-- SOURCE MATERIAL follows --
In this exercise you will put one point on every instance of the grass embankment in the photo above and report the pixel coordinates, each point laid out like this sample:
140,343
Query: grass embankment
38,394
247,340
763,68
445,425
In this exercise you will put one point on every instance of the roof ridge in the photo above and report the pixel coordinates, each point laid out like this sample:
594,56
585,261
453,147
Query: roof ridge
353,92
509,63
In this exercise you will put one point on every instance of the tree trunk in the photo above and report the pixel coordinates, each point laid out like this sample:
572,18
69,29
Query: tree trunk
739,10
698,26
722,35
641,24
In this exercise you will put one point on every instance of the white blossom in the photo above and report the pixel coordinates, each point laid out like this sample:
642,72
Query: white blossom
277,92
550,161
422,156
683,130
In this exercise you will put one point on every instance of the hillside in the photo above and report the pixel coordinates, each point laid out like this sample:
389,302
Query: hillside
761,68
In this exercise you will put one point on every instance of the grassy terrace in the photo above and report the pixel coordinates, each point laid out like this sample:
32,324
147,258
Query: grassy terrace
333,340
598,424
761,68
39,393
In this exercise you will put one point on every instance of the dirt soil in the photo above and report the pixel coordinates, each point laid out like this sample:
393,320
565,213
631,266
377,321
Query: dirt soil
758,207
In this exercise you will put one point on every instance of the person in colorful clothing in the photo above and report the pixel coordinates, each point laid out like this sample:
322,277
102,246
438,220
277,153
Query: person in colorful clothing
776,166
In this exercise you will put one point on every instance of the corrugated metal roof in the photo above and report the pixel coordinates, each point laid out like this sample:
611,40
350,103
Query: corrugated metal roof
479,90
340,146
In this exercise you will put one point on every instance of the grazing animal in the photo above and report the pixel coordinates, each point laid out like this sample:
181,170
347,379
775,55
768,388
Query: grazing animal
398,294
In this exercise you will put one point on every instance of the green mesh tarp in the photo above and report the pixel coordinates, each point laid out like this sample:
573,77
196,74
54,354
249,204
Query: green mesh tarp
-- SOURCE MATERIAL concluded --
(TASK) Each line above that contains the word "mesh" should be counted, and only the total given.

(ANSWER BOX) 2